* _What is expected_: For the records below, give the count of lines holding the word "jersey" and nothing more.

* _Records supplied_:
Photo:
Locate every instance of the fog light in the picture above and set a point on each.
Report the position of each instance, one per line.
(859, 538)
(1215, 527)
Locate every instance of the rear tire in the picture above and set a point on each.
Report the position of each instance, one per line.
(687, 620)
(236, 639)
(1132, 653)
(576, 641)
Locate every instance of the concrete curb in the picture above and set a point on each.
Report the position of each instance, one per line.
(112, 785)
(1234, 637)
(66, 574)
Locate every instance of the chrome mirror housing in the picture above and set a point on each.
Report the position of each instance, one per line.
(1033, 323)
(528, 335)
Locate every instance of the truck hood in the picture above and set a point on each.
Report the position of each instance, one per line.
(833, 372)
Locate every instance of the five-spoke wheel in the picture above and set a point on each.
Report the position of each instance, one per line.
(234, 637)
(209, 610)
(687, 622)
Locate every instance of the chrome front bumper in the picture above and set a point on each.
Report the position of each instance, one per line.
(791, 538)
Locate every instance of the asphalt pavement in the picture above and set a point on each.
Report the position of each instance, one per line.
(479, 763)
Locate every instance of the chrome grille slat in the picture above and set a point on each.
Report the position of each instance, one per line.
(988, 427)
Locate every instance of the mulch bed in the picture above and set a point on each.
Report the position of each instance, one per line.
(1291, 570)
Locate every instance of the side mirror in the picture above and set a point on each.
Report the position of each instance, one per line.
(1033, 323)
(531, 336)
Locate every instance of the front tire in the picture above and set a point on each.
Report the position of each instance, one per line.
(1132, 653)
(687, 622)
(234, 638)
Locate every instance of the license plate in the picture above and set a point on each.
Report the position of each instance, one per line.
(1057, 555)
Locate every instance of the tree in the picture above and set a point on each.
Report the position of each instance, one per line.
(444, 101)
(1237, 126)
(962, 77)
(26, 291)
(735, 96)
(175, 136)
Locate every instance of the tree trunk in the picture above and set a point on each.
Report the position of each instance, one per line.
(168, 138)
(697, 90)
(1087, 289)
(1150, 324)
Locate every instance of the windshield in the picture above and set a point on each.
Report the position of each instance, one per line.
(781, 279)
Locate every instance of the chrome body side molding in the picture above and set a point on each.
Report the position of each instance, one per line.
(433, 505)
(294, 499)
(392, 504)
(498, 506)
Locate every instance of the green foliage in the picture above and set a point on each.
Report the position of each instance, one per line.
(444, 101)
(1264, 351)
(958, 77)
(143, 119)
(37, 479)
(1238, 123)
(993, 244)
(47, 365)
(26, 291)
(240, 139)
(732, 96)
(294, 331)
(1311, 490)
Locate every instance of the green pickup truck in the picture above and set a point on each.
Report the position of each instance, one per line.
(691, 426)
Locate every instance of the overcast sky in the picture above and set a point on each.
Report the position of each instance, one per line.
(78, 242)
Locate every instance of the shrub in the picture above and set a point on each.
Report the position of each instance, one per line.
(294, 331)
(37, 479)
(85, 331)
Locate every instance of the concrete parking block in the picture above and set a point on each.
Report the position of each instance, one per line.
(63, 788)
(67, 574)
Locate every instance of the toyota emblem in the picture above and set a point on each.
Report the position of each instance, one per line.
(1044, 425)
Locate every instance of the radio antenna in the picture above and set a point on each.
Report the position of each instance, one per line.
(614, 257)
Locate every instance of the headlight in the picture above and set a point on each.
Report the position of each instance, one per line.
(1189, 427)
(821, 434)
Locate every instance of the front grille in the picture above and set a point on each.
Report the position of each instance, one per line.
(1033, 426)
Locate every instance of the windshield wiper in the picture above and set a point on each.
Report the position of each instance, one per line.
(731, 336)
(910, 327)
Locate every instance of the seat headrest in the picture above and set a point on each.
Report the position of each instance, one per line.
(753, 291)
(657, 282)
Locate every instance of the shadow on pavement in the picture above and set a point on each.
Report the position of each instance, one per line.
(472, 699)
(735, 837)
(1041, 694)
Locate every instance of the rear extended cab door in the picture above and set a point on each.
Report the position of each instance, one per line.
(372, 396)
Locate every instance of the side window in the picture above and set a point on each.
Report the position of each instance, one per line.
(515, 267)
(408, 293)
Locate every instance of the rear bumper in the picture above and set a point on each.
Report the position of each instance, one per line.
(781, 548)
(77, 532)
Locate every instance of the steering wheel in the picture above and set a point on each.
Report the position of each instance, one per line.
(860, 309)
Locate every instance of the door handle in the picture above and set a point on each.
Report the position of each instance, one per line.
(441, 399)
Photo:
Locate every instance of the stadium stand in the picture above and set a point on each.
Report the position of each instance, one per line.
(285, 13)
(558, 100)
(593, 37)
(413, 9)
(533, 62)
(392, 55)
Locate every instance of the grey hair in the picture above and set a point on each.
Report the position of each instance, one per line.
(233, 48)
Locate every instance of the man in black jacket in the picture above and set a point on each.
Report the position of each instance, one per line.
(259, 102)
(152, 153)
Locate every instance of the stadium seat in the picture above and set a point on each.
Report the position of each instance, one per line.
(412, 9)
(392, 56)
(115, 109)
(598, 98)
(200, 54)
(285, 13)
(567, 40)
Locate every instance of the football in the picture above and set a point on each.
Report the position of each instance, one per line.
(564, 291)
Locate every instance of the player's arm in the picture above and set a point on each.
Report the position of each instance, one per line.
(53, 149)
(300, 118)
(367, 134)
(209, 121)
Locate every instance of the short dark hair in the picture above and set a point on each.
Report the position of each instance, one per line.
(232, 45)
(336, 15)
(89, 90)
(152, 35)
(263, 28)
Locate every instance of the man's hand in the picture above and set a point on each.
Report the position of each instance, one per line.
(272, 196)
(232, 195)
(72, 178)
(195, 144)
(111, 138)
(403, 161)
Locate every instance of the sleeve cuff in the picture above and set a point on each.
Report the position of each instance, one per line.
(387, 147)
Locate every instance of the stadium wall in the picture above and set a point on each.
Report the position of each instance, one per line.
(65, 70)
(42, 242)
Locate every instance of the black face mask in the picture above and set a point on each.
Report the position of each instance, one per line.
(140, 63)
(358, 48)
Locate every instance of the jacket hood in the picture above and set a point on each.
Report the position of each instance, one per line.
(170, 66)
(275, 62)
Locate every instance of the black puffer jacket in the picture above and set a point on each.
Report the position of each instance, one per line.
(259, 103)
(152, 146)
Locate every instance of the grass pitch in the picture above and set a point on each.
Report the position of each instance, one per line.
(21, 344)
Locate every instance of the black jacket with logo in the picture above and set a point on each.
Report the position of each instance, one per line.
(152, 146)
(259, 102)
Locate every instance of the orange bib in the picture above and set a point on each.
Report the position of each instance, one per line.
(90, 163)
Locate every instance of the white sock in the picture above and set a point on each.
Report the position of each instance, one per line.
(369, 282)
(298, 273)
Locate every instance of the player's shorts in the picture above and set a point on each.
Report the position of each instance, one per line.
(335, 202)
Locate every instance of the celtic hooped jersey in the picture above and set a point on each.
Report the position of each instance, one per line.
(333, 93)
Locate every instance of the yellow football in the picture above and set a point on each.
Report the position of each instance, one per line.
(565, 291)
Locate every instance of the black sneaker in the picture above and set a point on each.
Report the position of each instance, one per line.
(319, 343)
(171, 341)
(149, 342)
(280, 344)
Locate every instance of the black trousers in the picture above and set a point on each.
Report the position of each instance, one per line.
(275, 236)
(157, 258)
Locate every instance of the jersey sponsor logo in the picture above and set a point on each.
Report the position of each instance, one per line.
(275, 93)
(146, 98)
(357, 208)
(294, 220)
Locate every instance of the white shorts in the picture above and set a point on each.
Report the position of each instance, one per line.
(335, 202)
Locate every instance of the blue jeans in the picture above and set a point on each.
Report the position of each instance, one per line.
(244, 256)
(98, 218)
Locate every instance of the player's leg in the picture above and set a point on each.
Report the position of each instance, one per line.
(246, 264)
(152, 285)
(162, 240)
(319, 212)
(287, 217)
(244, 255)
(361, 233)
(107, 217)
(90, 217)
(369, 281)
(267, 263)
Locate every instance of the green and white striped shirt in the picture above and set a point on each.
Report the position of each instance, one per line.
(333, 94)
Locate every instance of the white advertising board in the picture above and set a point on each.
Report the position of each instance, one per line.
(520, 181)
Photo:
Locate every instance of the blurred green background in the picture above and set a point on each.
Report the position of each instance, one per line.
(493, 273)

* _Task answer_: 2